**GIVEN TASK:**
Reproduce the lines of the records below, starting with the line containing "TARGET: woman in black t-shirt" and going on through the line containing "(1145, 778)". Raise every x and y point coordinate by 11 and keep all other lines unchanged.

**THE INPUT:**
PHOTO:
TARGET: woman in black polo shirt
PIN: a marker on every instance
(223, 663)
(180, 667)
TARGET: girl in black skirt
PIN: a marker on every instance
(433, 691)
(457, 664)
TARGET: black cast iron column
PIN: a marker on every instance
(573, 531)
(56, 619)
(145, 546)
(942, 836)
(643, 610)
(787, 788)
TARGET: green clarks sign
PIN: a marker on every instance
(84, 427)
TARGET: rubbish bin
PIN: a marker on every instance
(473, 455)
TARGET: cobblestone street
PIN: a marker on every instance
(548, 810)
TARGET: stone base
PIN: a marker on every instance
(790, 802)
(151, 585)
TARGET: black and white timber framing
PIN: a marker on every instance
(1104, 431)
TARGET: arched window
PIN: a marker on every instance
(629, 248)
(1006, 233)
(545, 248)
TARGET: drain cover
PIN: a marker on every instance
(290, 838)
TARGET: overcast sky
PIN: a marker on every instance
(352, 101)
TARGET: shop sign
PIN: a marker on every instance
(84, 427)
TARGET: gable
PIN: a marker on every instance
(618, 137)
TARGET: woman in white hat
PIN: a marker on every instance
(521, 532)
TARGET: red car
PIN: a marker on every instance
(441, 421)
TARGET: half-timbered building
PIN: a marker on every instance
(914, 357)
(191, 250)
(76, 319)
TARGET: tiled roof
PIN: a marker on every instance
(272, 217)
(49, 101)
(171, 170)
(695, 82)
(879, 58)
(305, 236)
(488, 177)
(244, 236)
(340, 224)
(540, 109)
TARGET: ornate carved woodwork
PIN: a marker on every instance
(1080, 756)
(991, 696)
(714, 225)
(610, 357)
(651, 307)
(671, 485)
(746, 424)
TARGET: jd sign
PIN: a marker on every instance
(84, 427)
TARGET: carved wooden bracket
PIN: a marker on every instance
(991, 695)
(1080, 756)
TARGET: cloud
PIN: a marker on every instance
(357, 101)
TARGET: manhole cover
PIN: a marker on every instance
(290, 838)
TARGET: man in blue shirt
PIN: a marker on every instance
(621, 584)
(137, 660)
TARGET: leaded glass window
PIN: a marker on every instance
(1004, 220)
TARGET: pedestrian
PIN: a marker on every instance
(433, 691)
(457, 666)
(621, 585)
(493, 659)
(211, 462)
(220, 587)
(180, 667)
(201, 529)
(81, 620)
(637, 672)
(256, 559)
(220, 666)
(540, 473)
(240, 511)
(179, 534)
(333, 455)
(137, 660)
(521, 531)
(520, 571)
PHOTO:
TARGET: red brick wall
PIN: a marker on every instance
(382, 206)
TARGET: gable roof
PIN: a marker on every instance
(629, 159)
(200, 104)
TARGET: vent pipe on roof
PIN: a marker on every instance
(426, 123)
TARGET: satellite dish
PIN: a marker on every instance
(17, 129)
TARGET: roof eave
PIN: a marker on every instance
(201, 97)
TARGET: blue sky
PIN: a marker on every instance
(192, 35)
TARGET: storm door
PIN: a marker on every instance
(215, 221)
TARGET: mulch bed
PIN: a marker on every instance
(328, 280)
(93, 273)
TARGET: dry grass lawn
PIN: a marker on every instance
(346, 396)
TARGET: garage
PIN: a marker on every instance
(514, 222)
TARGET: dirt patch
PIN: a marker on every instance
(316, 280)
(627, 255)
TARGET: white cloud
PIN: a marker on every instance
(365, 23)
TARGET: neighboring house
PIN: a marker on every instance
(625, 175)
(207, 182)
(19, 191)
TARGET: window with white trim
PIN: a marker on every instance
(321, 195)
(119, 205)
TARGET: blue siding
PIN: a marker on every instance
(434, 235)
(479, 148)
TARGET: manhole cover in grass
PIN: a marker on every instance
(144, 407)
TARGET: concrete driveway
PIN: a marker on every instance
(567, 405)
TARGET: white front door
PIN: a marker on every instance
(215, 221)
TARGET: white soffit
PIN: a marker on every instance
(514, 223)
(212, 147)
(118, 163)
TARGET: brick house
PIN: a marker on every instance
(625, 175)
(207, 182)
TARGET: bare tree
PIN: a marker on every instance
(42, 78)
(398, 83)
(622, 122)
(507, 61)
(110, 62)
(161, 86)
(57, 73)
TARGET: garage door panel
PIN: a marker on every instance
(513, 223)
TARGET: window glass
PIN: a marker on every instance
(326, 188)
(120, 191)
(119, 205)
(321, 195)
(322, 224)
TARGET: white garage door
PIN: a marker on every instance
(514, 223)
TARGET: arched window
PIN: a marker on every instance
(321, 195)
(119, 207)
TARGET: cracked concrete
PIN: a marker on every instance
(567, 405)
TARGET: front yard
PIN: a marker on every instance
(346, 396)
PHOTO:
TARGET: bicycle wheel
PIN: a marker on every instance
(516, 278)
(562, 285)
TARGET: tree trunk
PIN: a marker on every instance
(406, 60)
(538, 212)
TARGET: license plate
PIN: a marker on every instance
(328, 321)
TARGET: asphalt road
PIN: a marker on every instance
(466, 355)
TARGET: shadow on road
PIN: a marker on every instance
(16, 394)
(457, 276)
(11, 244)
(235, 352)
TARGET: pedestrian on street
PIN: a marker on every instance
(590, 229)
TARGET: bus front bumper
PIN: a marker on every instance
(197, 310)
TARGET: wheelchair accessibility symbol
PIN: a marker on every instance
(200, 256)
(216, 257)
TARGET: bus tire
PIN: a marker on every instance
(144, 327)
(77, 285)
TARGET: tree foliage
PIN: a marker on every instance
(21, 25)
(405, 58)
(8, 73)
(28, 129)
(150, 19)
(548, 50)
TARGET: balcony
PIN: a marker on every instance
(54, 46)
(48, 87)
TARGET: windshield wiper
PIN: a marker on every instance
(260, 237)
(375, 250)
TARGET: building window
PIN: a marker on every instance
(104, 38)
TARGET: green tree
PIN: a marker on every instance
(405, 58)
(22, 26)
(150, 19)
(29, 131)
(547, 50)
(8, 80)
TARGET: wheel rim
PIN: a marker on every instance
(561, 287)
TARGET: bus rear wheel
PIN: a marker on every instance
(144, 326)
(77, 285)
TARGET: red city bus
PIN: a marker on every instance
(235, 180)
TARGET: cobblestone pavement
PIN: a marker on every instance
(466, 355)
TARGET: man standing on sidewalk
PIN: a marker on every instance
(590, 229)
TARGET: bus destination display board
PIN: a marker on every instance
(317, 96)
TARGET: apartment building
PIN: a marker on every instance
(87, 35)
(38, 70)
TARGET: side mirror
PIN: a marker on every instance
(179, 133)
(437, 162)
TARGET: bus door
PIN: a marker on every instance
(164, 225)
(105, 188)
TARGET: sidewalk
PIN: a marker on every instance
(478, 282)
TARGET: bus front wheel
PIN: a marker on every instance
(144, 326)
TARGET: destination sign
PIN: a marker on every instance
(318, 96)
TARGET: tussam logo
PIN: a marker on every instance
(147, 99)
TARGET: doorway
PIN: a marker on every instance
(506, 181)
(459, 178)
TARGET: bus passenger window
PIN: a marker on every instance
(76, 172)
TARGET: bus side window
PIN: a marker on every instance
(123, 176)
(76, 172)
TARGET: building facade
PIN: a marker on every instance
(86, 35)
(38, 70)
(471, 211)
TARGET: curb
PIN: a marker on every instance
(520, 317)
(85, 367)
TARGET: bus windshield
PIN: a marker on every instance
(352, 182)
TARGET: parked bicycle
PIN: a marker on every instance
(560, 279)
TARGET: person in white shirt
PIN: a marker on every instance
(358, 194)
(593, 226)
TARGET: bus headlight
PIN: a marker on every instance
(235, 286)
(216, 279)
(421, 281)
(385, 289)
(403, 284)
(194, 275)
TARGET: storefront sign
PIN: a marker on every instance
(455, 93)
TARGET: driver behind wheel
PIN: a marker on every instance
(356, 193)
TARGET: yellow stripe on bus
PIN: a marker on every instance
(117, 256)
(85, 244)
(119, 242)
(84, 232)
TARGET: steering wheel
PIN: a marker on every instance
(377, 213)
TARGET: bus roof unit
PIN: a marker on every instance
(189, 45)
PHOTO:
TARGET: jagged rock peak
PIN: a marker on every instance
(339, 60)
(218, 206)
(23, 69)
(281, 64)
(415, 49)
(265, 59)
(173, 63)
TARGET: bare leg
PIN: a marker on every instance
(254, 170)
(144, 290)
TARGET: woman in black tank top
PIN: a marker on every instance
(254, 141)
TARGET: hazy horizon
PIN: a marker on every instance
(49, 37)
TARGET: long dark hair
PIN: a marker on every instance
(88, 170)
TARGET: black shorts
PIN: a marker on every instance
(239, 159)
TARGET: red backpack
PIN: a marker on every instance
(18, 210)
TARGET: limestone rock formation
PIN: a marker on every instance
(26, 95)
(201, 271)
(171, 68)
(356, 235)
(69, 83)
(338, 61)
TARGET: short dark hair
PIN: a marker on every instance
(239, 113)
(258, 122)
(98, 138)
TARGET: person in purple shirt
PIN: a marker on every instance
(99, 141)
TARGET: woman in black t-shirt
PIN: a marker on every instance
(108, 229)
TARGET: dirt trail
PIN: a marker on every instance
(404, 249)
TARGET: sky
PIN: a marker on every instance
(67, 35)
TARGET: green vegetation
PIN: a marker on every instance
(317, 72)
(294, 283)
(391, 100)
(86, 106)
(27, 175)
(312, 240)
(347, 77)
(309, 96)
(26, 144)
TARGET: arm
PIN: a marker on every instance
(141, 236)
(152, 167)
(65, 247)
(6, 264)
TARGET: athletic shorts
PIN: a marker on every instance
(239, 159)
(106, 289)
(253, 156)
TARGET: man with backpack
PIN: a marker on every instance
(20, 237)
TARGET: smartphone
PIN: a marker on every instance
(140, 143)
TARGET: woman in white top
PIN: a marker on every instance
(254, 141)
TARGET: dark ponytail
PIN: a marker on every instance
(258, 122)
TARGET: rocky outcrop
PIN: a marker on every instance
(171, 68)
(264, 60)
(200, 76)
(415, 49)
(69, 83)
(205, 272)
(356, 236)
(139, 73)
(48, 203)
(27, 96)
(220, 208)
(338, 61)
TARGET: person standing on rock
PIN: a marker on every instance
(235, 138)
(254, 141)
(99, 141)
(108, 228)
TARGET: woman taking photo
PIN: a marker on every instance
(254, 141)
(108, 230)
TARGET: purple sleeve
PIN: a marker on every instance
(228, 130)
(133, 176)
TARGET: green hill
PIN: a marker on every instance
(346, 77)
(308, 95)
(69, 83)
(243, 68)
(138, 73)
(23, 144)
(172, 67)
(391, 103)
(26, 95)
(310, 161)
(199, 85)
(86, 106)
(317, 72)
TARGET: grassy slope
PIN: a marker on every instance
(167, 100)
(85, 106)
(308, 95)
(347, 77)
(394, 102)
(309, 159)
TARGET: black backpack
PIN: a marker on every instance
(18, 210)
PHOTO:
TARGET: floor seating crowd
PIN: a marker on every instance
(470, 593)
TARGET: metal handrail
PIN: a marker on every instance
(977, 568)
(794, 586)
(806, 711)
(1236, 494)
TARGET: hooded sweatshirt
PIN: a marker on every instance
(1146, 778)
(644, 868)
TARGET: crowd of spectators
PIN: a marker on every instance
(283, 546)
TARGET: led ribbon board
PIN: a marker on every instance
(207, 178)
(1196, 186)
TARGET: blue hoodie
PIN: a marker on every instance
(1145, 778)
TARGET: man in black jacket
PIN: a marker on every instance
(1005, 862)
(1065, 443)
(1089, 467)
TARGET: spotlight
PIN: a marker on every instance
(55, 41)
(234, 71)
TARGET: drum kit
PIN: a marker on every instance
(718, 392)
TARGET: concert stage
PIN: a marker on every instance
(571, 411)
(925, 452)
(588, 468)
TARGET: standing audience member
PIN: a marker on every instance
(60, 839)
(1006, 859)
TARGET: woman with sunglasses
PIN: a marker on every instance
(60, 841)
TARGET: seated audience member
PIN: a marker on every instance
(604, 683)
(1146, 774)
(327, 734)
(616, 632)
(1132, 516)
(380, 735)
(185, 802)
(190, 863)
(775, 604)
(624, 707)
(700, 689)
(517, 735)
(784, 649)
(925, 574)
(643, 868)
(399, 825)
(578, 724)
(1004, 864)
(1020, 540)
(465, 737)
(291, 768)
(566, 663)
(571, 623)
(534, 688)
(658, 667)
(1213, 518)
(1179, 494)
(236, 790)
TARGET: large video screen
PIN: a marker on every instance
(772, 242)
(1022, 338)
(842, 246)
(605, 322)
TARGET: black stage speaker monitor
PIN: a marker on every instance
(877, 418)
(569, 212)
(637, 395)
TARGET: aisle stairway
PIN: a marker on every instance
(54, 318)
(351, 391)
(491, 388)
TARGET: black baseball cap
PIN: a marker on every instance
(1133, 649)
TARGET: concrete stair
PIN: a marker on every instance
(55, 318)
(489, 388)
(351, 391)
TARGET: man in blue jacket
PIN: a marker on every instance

**OUTPUT:**
TARGET: woman in black t-shirt
PIN: a marker on every instance
(119, 240)
TARGET: dirt trail
PIN: a marker on every instance
(415, 260)
TARGET: sky
PIN: a marker on every instance
(78, 46)
TARGET: green vegetation
PIN: a marker on every instance
(328, 83)
(305, 294)
(402, 111)
(97, 117)
(38, 186)
(323, 251)
(358, 88)
(320, 107)
(37, 155)
TARGET: arm
PIN: a marker on every instance
(152, 247)
(163, 178)
(76, 258)
(17, 275)
TARGET: athletic shorts
PIN: a marker on every instance
(250, 170)
(117, 300)
(264, 167)
TARGET: man with backpack
PIN: a marker on every instance
(31, 248)
TARGET: smartphone
PIN: a marker on every instance
(151, 154)
TARGET: woman in white top
PIN: a marker on every instance
(265, 152)
TARGET: dark ponytail
PIN: a marker on every instance
(269, 133)
TARGET: rocky outcrop
PIN: a marker on every instance
(182, 79)
(275, 71)
(211, 87)
(426, 60)
(80, 94)
(216, 283)
(367, 247)
(150, 84)
(59, 214)
(38, 107)
(231, 219)
(349, 72)
TARGET: person standing on rock
PIN: a marker on every instance
(246, 149)
(265, 152)
(110, 152)
(119, 239)
TARGET: woman taking photo
PIN: a marker on every instance
(265, 152)
(119, 241)
TARGET: purple sleeve
PIN: a marker on every instance
(239, 141)
(144, 187)
TARGET: green hill
PIN: a marker on every instance
(357, 88)
(319, 106)
(80, 94)
(254, 79)
(149, 84)
(34, 155)
(183, 78)
(402, 114)
(37, 106)
(321, 172)
(210, 96)
(97, 117)
(328, 83)
TARGET: grassy slope
PIN: a marker on every instance
(178, 111)
(96, 117)
(319, 106)
(358, 88)
(405, 113)
(320, 170)
TARGET: black backpack
PIN: a marker on every instance
(29, 221)
PHOTO:
TARGET: floor seating crowd
PIN: a marker on every instance
(481, 604)
TARGET: metal handrail
PIN: a marker on every instance
(988, 579)
(805, 597)
(817, 722)
(1247, 505)
TARGET: hooded sweatshirt
PIN: a marker on every instance
(1157, 789)
(655, 879)
TARGET: crowd of spectators
PIN: a marker on every instance
(294, 557)
TARGET: led ribbon board
PIN: a marker on every instance
(218, 189)
(1207, 197)
TARGET: blue hoodie
PIN: a marker on every instance
(1156, 789)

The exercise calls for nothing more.